* [What you will do] Can you rewrite the records from the line that contains "give the outline of every instance of the white ceiling" through the end of the records, requests included, scaling every coordinate in the answers by 1.2 and rounding to whole numbers with halves rounded up? Give only those lines.

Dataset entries
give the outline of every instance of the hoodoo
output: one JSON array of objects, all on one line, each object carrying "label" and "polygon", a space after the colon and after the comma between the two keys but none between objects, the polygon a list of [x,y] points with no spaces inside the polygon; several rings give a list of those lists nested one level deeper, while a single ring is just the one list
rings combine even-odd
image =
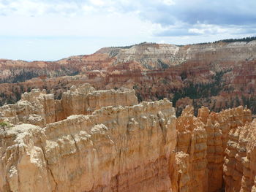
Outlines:
[{"label": "hoodoo", "polygon": [[256,122],[238,107],[178,118],[134,91],[32,90],[0,108],[0,191],[255,191]]}]

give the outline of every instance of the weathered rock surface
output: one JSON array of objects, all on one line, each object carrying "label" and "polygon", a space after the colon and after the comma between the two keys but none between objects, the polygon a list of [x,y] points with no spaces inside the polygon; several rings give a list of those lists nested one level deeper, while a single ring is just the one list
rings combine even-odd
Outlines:
[{"label": "weathered rock surface", "polygon": [[0,191],[255,191],[256,120],[241,106],[176,118],[166,99],[85,84],[0,112],[13,124],[0,125]]},{"label": "weathered rock surface", "polygon": [[0,120],[12,124],[30,123],[45,126],[72,115],[88,115],[104,106],[132,106],[138,104],[134,91],[95,91],[89,84],[72,86],[61,100],[44,90],[32,90],[23,94],[15,104],[0,107]]},{"label": "weathered rock surface", "polygon": [[43,128],[21,124],[0,137],[1,191],[171,191],[176,116],[166,99]]},{"label": "weathered rock surface", "polygon": [[177,186],[175,191],[207,191],[207,134],[204,124],[194,116],[193,108],[188,107],[177,119],[176,125],[178,172],[172,179],[173,185]]}]

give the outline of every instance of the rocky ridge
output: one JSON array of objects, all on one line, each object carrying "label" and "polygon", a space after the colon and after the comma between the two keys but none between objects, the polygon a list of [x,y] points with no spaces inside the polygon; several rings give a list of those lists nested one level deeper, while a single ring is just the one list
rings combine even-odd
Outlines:
[{"label": "rocky ridge", "polygon": [[12,123],[0,130],[1,191],[255,191],[248,109],[195,117],[187,107],[176,118],[166,99],[138,104],[134,91],[88,84],[61,100],[39,90],[22,98],[1,108]]}]

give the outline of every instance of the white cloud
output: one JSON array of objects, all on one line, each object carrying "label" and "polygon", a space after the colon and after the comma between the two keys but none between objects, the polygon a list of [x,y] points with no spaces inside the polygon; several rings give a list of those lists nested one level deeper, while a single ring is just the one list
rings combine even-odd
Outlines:
[{"label": "white cloud", "polygon": [[170,6],[176,4],[175,1],[173,0],[162,0],[163,4]]},{"label": "white cloud", "polygon": [[105,3],[102,0],[90,0],[90,2],[96,6],[103,6],[105,5]]}]

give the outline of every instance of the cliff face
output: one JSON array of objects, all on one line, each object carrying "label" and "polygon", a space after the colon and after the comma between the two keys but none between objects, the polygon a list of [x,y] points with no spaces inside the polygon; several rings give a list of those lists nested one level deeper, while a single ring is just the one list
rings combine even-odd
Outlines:
[{"label": "cliff face", "polygon": [[[235,164],[231,166],[230,163],[226,163],[228,162],[227,154],[230,154],[230,143],[233,143],[228,134],[233,134],[241,128],[249,130],[248,131],[252,133],[254,129],[248,129],[247,126],[252,121],[251,112],[239,107],[219,113],[210,113],[208,108],[202,107],[199,110],[197,118],[193,114],[193,108],[187,107],[177,119],[176,164],[170,174],[173,189],[174,191],[217,192],[222,191],[225,186],[225,191],[241,191],[242,174],[240,174],[240,180],[236,183],[238,178],[233,178],[230,182],[230,177],[226,176],[232,176],[227,172],[226,164],[231,173],[236,172]],[[255,143],[253,134],[249,135],[248,140]],[[239,167],[241,169],[241,165]],[[237,177],[236,172],[234,177]],[[245,182],[248,181],[244,181],[244,186],[249,191],[251,191],[256,175],[253,170],[248,170],[246,173],[250,177],[244,177],[244,180],[247,179],[250,183],[247,185]],[[236,190],[236,185],[238,185]]]},{"label": "cliff face", "polygon": [[176,118],[166,99],[86,84],[1,112],[0,191],[255,191],[256,121],[242,107]]},{"label": "cliff face", "polygon": [[1,191],[171,191],[167,100],[102,107],[43,128],[22,124],[0,137]]},{"label": "cliff face", "polygon": [[72,115],[91,114],[104,106],[132,106],[138,104],[134,91],[95,91],[89,84],[72,86],[63,93],[61,100],[55,100],[53,94],[45,90],[32,90],[22,96],[17,104],[0,107],[0,120],[12,124],[30,123],[45,126],[67,118]]},{"label": "cliff face", "polygon": [[144,43],[54,62],[0,60],[0,82],[9,82],[0,85],[0,105],[16,102],[33,88],[53,89],[60,99],[72,85],[89,82],[97,90],[134,88],[140,101],[166,97],[178,115],[191,104],[195,111],[203,105],[215,112],[247,105],[256,114],[255,53],[255,41]]}]

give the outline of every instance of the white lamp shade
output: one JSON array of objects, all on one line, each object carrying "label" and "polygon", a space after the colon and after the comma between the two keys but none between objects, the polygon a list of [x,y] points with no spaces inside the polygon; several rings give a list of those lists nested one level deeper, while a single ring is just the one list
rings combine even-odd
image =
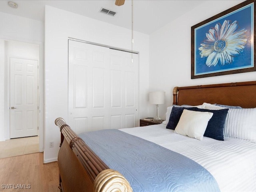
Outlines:
[{"label": "white lamp shade", "polygon": [[164,91],[155,91],[149,93],[149,102],[151,104],[164,104],[165,100],[165,92]]}]

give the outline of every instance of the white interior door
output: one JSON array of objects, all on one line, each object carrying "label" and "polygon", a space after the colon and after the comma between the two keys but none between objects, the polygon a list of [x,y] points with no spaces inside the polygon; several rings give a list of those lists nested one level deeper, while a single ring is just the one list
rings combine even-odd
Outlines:
[{"label": "white interior door", "polygon": [[77,133],[137,126],[138,56],[132,67],[129,57],[69,40],[68,124]]},{"label": "white interior door", "polygon": [[10,58],[10,137],[38,135],[38,61]]}]

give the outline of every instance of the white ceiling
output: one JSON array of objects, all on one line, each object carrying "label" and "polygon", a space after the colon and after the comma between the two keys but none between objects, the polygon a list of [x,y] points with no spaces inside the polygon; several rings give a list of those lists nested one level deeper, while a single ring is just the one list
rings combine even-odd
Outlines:
[{"label": "white ceiling", "polygon": [[[8,5],[10,1],[0,1],[0,12],[42,21],[46,5],[131,29],[132,1],[126,0],[118,6],[115,0],[12,1],[17,9]],[[134,30],[150,34],[205,0],[134,0]],[[114,16],[100,12],[101,8],[114,11]]]}]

* [Output of the exercise]
give the outline of every instance of the white ceiling
output: one JSON array of objects, all on one line, each object carrying "label" and "polygon", a space after the colon and after the comma between the two keys but none between objects, the polygon a list of [x,y] points with no spaces inside the polygon; several rings give a list of those lists nested one level deeper, while a single ring is just the one list
rings combine even-odd
Outlines:
[{"label": "white ceiling", "polygon": [[[10,6],[12,1],[0,1],[0,14],[50,25],[55,6],[157,35],[158,1],[151,0],[142,7],[138,0],[14,1],[20,11]],[[161,36],[180,41],[246,0],[161,0]],[[137,19],[120,14],[121,10],[137,13]]]}]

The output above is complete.